Hospitality brand Selina has reported record revenue for the first half of 2022.
The company, which announced a plan to go public via a business combination almost a year ago, says revenue for the period was $86 million.
The figure represents a 142% increase year-on-year, which Selina attributes to new openings as well as improved operating performance.
The company opened 13 properties in the half-year period across Greece, Australia, Portugal, Panama, the U.S., Morocco and Israel.
Total revenue per bedspace increased 77% to $3,233.
Selina had originally planned to go public via a combination with BOA Acquisition Corp. in the first half of 2022 but delayed the transaction.
The company has now announced that a meeting of stockholders to get approval for the business combination with BOA Acquisition Corp has been scheduled for October 21.

Records excerpted from a collection:
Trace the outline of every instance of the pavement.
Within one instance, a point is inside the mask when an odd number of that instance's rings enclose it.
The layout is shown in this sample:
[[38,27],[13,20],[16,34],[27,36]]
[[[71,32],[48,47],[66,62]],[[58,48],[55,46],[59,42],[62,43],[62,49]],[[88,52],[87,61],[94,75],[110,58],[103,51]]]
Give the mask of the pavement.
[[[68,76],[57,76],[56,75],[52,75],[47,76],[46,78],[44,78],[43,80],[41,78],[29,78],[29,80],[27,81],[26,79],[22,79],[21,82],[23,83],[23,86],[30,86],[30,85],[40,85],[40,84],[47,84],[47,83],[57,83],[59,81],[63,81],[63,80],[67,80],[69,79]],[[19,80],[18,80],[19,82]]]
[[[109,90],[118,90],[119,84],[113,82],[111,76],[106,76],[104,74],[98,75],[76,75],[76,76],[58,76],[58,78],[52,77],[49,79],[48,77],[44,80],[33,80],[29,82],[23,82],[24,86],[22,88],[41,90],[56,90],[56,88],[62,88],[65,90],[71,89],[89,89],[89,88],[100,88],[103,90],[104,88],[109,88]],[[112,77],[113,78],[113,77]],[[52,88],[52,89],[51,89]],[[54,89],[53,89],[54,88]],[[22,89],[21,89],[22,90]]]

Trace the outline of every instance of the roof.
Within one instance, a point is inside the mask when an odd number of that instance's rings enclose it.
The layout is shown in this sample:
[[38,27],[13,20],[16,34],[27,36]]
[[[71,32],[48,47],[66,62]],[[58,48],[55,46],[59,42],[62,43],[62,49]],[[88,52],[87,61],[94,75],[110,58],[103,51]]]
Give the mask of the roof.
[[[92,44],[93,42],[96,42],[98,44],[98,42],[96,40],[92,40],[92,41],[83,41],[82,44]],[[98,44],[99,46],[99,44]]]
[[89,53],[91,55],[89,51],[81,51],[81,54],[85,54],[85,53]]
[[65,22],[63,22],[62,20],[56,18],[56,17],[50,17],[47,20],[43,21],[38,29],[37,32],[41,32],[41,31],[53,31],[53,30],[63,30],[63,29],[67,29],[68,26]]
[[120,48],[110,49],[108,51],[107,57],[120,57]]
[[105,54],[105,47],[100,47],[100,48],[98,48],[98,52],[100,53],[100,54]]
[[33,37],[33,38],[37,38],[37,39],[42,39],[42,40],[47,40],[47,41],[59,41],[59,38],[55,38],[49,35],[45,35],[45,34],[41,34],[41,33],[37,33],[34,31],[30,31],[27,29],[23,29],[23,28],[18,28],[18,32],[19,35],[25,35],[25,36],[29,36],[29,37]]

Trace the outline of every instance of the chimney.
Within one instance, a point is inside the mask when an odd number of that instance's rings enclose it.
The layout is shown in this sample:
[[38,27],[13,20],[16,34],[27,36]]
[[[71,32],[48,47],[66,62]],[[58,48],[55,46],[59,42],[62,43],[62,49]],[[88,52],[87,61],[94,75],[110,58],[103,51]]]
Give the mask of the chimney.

### WORK TO COMPLETE
a: Decide whether each statement agrees with the passage on Selina's first-half results: (i) Selina's revenue for the first half of 2022 was $86 million; (ii) one of the properties Selina opened in the half-year was in Italy; (iii) total revenue per bedspace rose 142%.
b: Quote the passage on Selina's first-half results from "Hospitality brand Selina" up to and including "was $86 million.".
c: Write what comes next in the passage on Selina's first-half results, picking up after its final sentence.

### RESULTS OF THE TASKS
a:
(i) Yes: "revenue for the period was $86 million."
(ii) No: "The company opened 13 properties in the half-year period across Greece, Australia, Portugal, Panama, the U.S., Morocco and Israel."
(iii) No: "Total revenue per bedspace increased 77% to $3,233."

b:
Hospitality brand Selina has reported record revenue for the first half of 2022.
The company, which announced a plan to go public via a business combination almost a year ago, says revenue for the period was $86 million.

c:
Rafael Museri, co-founder and chief executive of Selina, says: “We are incredibly pleased with what we believe to be our continued strong momentum across each of our key priorities – our focus on robust property operational performance, new openings, and meaningful progress towards becoming a publicly traded company.”
He adds that once the business combination closes, the company plans to appoint five new directors with expertise across public company leadership, finance, operations and technology.
In its recent investor deck, Selina says it plans to expand into tours and experiences as well as the production of music festivals and large events.